─── RECORDS ───
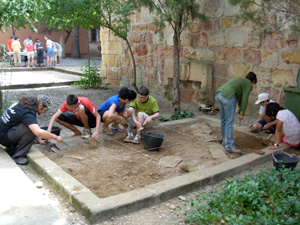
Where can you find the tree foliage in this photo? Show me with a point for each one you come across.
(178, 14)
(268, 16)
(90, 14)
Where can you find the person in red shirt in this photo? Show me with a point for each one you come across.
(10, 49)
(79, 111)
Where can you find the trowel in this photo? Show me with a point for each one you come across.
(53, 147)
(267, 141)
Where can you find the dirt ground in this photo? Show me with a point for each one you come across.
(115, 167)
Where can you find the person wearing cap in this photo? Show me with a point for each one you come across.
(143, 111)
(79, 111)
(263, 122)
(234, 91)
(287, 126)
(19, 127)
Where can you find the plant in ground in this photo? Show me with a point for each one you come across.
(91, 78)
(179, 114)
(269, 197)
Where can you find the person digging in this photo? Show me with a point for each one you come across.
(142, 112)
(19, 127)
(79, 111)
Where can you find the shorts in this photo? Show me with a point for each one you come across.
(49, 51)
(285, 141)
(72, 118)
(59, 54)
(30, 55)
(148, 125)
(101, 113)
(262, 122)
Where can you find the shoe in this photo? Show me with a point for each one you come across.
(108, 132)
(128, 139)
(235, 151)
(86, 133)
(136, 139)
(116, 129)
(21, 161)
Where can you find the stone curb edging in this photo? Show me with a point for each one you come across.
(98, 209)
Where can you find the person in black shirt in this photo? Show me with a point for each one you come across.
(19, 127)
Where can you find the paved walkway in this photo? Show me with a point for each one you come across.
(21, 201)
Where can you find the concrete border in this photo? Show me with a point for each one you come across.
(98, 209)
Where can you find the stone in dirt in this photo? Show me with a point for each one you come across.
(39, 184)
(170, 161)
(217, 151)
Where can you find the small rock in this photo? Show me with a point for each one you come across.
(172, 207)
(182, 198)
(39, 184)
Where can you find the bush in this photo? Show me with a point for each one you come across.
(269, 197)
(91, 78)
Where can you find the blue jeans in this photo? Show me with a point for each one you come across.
───
> [TASK DESCRIPTION]: Copy all the entries word for word. Omit any pictures.

> [EXERCISE SOLUTION]:
Where can you find the tree foliage in this photo? Show me with a point for each one you come across.
(178, 14)
(268, 16)
(90, 14)
Where can you find the person in red shirt in this photo? Show me with a point for each one you come across.
(10, 49)
(79, 111)
Where can you find the trowel in this photo? Show me with a point for each one you come across.
(53, 147)
(267, 141)
Where can you find the dirt ground in this photo? Show me with a point for each one you come across.
(115, 167)
Where can you find the person wearing cap in this photo? Show me with a point for each one you come across.
(143, 111)
(79, 111)
(263, 122)
(234, 91)
(287, 126)
(19, 127)
Where can you find the plant in ground in this photo? Show me with a point for each one you come across.
(91, 78)
(179, 114)
(269, 197)
Where can you find the person digging in this photo? Show me with a point for each one you come across.
(142, 112)
(19, 127)
(79, 111)
Where can you find the shorts in this photo? Show me with a point for each one you come across.
(49, 51)
(285, 141)
(72, 118)
(59, 54)
(30, 55)
(148, 125)
(101, 113)
(262, 122)
Where can you find the shoe in this photo? Show me with a point for each one you come across.
(108, 132)
(128, 139)
(235, 151)
(86, 133)
(136, 139)
(116, 129)
(21, 161)
Where can you find the stone curb edging in this photo? Show me with a point for each one you come across.
(98, 209)
Where can you find the person in black shirt in this photo? Show me with a point for each one you come across.
(19, 127)
Where can you find the paved walkway in this photo? Show me with a point for each one you come across.
(21, 201)
Where can you find the concrete border in this photo? Show me with a point for each one you come across.
(98, 209)
Where can you find the stone in dirt in this photo? Show me with a point for each one you come across.
(39, 184)
(170, 161)
(217, 151)
Where can you find the small rock in this photo? Show me with a point for each one you come across.
(172, 207)
(182, 198)
(39, 184)
Where can you find the bush in this photo? Show me with a point for each one you come across.
(269, 197)
(91, 78)
Where can you find the blue jeans in this photo? Show me with a point for each one you come across.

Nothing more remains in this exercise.